Paginafragment.
Overzicht van Step Sequencer in Logic Remote op de iPad
Met Step Sequencer in Logic Pro kun je patronen aanmaken door in het stappenraster multifunctionele stappen te wijzigen. Met elke rij beheer je een geluid (dat kan bestaan uit een onderdeel van het drumstel, een noot op een instrument of een toonbereik) of een automatiseringsparameter (waarmee je de automatisering in het patroon na verloop van tijd kunt aanpassen). Elke stap vertegenwoordigt een definieerbare duur van een muzikale tijdspanne. Je kunt voor afzonderlijke stappen allerlei verschillende parameters instellen, zoals de aanslag, toonhoogte en gatetijd. Daarnaast kun je patroon- en rij-instellingen wijzigen, zoals de patroonlengte en afspeelpositie.

Opgave 1.
Geef voor elk van de volgende beweringen aan of ze overeenkomt met het paginafragment hierboven. Beantwoord elke bewering met ja of nee en citeer de woorden uit de tekst die de doorslag geven.
(a) Met Step Sequencer maak je patronen door stappen in het stappenraster te wijzigen.
(b) Elke stap heeft een vaste duur die je niet kunt bepalen.
(c) De patroonlengte hoort bij de instellingen van afzonderlijke stappen.
Opgave 2. Schrijf het deel van het paginafragment dat begint met de woorden "Overzicht van Step" en eindigt op "patroonlengte en afspeelpositie." opnieuw op. Verruil daarbij "Step Sequencer" voor "stapsequencer".

Aangeleverd materiaal.
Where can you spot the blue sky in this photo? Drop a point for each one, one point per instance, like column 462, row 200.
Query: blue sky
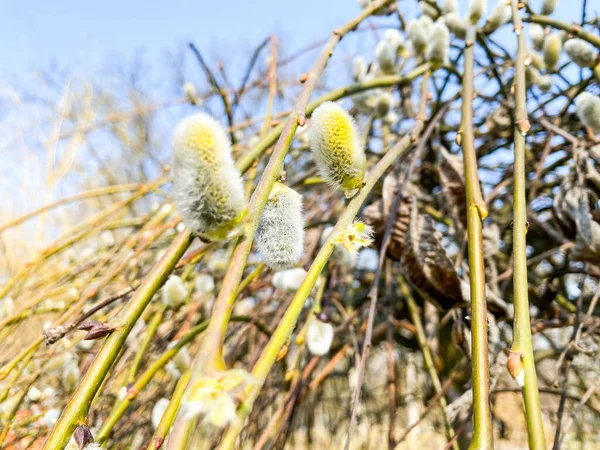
column 86, row 35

Uitwerking 1.
(a) Ja: "Met Step Sequencer in Logic Pro kun je patronen aanmaken door in het stappenraster multifunctionele stappen te wijzigen."
(b) Nee: "Elke stap vertegenwoordigt een definieerbare duur van een muzikale tijdspanne."
(c) Nee: "Daarnaast kun je patroon- en rij-instellingen wijzigen, zoals de patroonlengte en afspeelpositie."

Uitwerking 2.
Overzicht van stapsequencer in Logic Remote op de iPad
Met stapsequencer in Logic Pro kun je patronen aanmaken door in het stappenraster multifunctionele stappen te wijzigen. Met elke rij beheer je een geluid (dat kan bestaan uit een onderdeel van het drumstel, een noot op een instrument of een toonbereik) of een automatiseringsparameter (waarmee je de automatisering in het patroon na verloop van tijd kunt aanpassen). Elke stap vertegenwoordigt een definieerbare duur van een muzikale tijdspanne. Je kunt voor afzonderlijke stappen allerlei verschillende parameters instellen, zoals de aanslag, toonhoogte en gatetijd. Daarnaast kun je patroon- en rij-instellingen wijzigen, zoals de patroonlengte en afspeelpositie.